===== Available data

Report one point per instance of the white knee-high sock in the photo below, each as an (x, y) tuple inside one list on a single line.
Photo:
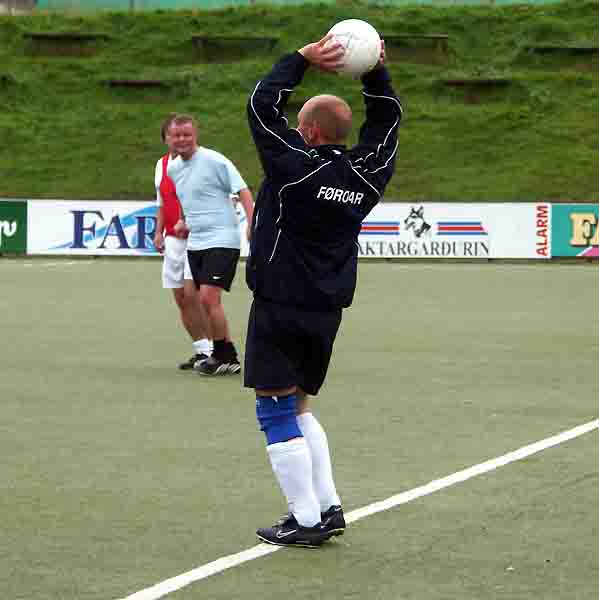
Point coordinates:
[(322, 471), (292, 466)]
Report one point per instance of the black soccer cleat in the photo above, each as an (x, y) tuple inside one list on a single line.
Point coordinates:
[(214, 366), (290, 533), (333, 520), (190, 364)]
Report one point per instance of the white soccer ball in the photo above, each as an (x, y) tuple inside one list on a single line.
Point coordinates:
[(362, 46)]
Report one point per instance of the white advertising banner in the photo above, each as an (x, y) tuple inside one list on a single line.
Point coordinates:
[(391, 230), (96, 227), (435, 230)]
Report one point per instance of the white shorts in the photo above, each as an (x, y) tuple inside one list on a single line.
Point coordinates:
[(175, 266)]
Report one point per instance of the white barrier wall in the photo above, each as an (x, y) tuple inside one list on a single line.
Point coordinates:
[(96, 227), (435, 230), (392, 230)]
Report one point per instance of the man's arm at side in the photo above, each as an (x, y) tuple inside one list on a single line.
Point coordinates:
[(246, 200)]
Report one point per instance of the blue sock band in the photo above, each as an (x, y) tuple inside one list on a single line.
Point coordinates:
[(277, 417)]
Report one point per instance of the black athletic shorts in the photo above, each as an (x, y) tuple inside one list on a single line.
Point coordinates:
[(288, 346), (214, 266)]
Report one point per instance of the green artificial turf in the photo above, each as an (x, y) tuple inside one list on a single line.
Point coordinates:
[(119, 471)]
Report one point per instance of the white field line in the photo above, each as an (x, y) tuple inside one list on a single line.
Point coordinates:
[(226, 562)]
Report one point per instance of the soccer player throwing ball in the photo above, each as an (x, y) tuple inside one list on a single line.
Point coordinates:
[(303, 265)]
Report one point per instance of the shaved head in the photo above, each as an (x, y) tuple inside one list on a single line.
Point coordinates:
[(325, 120)]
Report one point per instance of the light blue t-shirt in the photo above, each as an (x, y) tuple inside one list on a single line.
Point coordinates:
[(204, 185)]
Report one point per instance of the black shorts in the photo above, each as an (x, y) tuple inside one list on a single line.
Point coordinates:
[(288, 346), (214, 266)]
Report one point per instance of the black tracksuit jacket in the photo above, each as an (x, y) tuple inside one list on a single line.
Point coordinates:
[(309, 210)]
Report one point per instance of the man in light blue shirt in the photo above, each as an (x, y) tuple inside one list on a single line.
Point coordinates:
[(205, 181)]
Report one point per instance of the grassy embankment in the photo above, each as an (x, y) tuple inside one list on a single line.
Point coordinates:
[(64, 133)]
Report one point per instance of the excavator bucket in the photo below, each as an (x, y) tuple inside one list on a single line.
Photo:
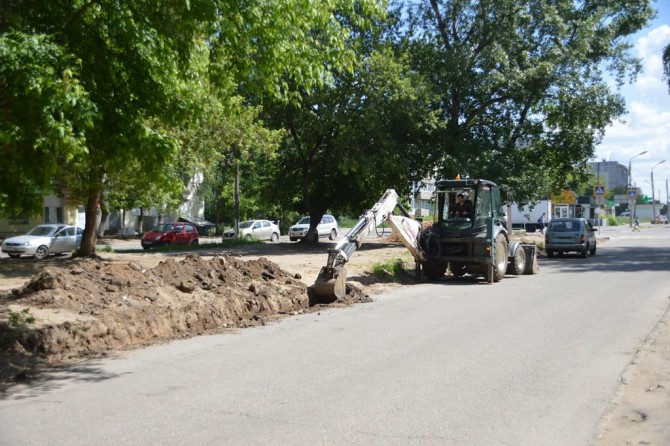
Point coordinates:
[(331, 283)]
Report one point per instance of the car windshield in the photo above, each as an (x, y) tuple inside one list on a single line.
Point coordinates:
[(163, 228), (563, 225), (42, 230)]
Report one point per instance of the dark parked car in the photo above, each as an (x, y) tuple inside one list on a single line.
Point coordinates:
[(570, 235), (178, 233)]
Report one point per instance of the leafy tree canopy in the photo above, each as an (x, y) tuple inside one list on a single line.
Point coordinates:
[(521, 83), (138, 71)]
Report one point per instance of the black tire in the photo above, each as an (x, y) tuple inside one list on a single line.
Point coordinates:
[(458, 269), (433, 249), (434, 271), (518, 263), (500, 260), (42, 252)]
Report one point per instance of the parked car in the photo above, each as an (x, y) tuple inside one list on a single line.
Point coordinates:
[(327, 227), (43, 240), (178, 233), (570, 234), (257, 229), (659, 220)]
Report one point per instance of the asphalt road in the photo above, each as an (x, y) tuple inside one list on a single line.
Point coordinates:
[(532, 360)]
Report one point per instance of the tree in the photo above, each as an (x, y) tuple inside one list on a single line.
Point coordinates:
[(140, 65), (521, 83), (351, 140), (44, 113)]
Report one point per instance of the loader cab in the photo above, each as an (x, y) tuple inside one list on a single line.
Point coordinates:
[(480, 202)]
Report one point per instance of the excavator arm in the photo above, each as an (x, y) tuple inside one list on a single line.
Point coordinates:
[(331, 282)]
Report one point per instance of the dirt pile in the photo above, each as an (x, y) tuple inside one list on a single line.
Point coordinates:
[(90, 307)]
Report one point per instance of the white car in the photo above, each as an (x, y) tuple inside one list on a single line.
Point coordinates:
[(256, 229), (327, 227), (43, 240)]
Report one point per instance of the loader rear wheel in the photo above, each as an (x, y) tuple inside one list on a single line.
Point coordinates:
[(518, 264), (499, 261)]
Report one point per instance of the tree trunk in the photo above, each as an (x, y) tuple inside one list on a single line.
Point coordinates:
[(89, 238), (140, 224), (312, 235), (103, 219)]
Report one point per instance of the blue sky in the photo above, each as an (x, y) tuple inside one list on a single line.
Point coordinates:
[(646, 126)]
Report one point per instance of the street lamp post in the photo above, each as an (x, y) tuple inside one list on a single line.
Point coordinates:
[(630, 183), (653, 197)]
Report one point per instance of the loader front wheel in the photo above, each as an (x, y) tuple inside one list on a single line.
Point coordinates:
[(518, 262), (500, 259)]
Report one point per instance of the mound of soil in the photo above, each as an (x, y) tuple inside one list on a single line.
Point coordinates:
[(90, 307)]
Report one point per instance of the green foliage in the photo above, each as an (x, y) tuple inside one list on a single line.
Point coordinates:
[(44, 114), (521, 84), (392, 268), (121, 81), (350, 141)]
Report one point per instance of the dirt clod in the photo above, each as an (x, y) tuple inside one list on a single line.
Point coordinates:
[(91, 307)]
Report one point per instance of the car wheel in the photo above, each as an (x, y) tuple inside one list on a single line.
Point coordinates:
[(518, 263), (585, 252), (42, 252), (434, 271), (458, 269)]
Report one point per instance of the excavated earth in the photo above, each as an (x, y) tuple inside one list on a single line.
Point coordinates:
[(80, 308)]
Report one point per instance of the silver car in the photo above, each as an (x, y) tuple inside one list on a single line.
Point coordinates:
[(327, 227), (43, 240), (570, 234), (255, 229)]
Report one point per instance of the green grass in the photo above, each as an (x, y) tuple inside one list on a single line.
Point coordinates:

==========

> [What you need to do]: Copy the material shown above in full and exactly. Skip the pictures.

> [Result of the task]:
Report one point per instance of the white knee-high sock in the photo below, each as an (x, y) tuple inside one list on a single line.
Photo:
Point coordinates:
[(322, 471), (292, 466)]
Report one point per instance of the black soccer cleat in the photo above, each as an (x, y) tuple inside one list on a single line.
Point coordinates:
[(214, 366), (290, 533), (333, 520), (190, 364)]
Report one point per instance of the white soccer ball in the photo above, each as an (x, y) tuple inside one list on a single line.
Point coordinates:
[(362, 46)]
Report one point per instance of the white advertising banner in the photo above, each as an (x, y) tuple inside one list on a single line.
Point coordinates:
[(391, 230), (96, 227), (435, 230)]
Report one point per instance of the white shorts in the photo above, each as an (x, y) tuple inside one list on a single line.
Point coordinates:
[(175, 266)]
Report one point per instance of the white barrier wall in the photo above, each as an (x, y) tuple inside one list on a single line.
Point coordinates:
[(96, 227), (435, 230), (392, 230)]
Report one point per instance of the man's arm at side in the photo above, each as an (x, y) tuple inside one list on a single line.
Point coordinates:
[(246, 200)]
Report one point per instance of the blue sock band in the photo above, each as an (x, y) tuple inside one list on a single line.
Point coordinates:
[(277, 417)]
Report one point per instance of the black athletic shorts in the photo above, each as an (x, y) tuple inside one list on a single line.
Point coordinates:
[(288, 346), (214, 266)]
Report one point per instance of the green artificial turf in the photo above, each as an (x, y) tuple inside one list on a single line.
Point coordinates:
[(119, 471)]
Report one point per instance of the white field line in the photo above, each as an (x, y) tuple inside one list on a single line.
Point coordinates:
[(226, 562)]
Report one point per instance of the soccer player throwing ball in the photo above, each as an (x, y) tuple inside one list on a single line.
Point coordinates:
[(303, 265)]
Report one point per instance of the shaved head in the photo above, each as an (x, y) tuple inside one list on a single line.
Point coordinates:
[(325, 120)]
Report one point per instance of the light blue t-shirt in the photo above, each as an (x, y) tuple inside one list on a single line.
Point coordinates:
[(204, 185)]
Report one point per instance of the black shorts in the photo above, each as an (x, y) tuple inside one list on a single line.
Point coordinates:
[(288, 346), (214, 266)]
Report one point per instance of the black tracksuit jacket in the photo above, each as an (x, y) tuple inside one list on a single line.
Point coordinates:
[(309, 210)]
Report one point per instance of the man in light blue shirt in the photo above, each as an (x, y) tuple inside one list on a single line.
Point coordinates:
[(205, 181)]
Report one point per instance of the grassy embankment in the photo above, each as an (x, y) tuple inside one list on a single line.
Point coordinates:
[(64, 133)]
Report one point per instance of the excavator bucket in the photo below, each as an (x, y) tuple inside one list on a single line.
Photo:
Point coordinates:
[(331, 283)]
Report one point per instance of the car windshield in the photo above, each as an (x, y) tuple inside one list on a single line.
Point coordinates:
[(163, 228), (563, 225), (42, 230)]
Report one point per instance of the dark parked car in the photo above, each as an (x, y) tuple inside one list on a single line.
Point coordinates:
[(570, 235), (178, 233)]
Report one point per instance of the leafy tree canopy in the photo above, each as an (x, y) tuple inside one list on a single line.
Point coordinates:
[(521, 83), (138, 71)]
Report one point per instance of the black tire in the photo above, each as an (x, y) tuple inside one list on a single line.
Point coordinates:
[(458, 269), (433, 249), (434, 271), (518, 263), (500, 260), (42, 252)]
Report one point per instance of the parked car in the photo above, each as an (x, y) tuple inside one list on a single line.
Point coordinates:
[(327, 227), (43, 240), (178, 233), (570, 234), (257, 229), (659, 220)]
Report one point per instance of the asphalt road in the photo above, each as an (x, y) tuple inside one list on a single line.
Point coordinates:
[(532, 360)]
Report one point per instance of the tree in the photo above, each as an (x, y) tuple inside one list on a single line.
Point coordinates:
[(140, 65), (521, 83), (351, 140), (44, 113)]
Report one point per instance of the loader cab in the photo above, each as an (x, y) tuple inside one list on a single line.
Point coordinates:
[(480, 202)]
Report one point per instance of the excavator arm in the photo above, each as an (x, y) tuple inside one list on a single line.
Point coordinates:
[(331, 282)]
Report one point per instance of the dirt pile in the photo above, each as an (x, y) tuple inside one list on a single line.
Point coordinates:
[(90, 307)]
Report one point per instance of the white car in the photo above, each as an (x, y) tuple inside one list on a single line.
Point coordinates:
[(256, 229), (327, 227), (43, 240)]
Report one point per instance of the loader rear wheel in the photo above, each as an (x, y) tuple inside one list on a single line.
Point coordinates:
[(518, 264), (499, 261)]
Report one point per instance of the tree trunk in the photo above, each as an (x, y) tuple inside one list on a single line.
Point coordinates:
[(89, 238), (140, 224), (312, 235), (103, 219)]
Report one point per instance of the blue sky in the photo above, each as an (x, y) tuple inside one list on a single line.
Point coordinates:
[(646, 126)]
Report one point per instance of the street lamp post in the photo above, each as an (x, y) tuple inside one list on a single line.
Point coordinates:
[(630, 183), (653, 197)]
Report one point per instance of the loader front wheel in the photo above, each as an (x, y) tuple inside one list on a single line.
Point coordinates:
[(518, 262), (500, 259)]
Report one point per instance of the mound of soil in the photo above, each as an (x, y) tuple inside one list on a single line.
Point coordinates:
[(90, 307)]
Report one point per instance of the green foliage in the photo above, each as an (x, y) tuple inside one list on a single line.
Point coordinates:
[(44, 114), (521, 84), (392, 268), (121, 81), (350, 141)]
Report one point per instance of the dirt clod in the photo above, each as an (x, y) tuple inside one list on a single line.
Point coordinates:
[(91, 307)]
Report one point per instance of the car wheel in the photo above, each as an (x, y) tuple inside one list on a single line.
Point coordinates:
[(518, 263), (585, 252), (42, 252), (434, 271), (458, 269)]
Report one point per instance of the excavated earth in the photo above, each as an (x, y) tuple inside one list on a single line.
Point coordinates:
[(80, 308)]
Report one point per instance of the silver car in the photo above, each as an (x, y) tuple inside one list on a single line.
Point coordinates:
[(327, 227), (43, 240), (570, 234), (255, 229)]
Report one point per instance of the green grass in the photo above, each as an (x, y) tuple inside one list on a single line.
Point coordinates:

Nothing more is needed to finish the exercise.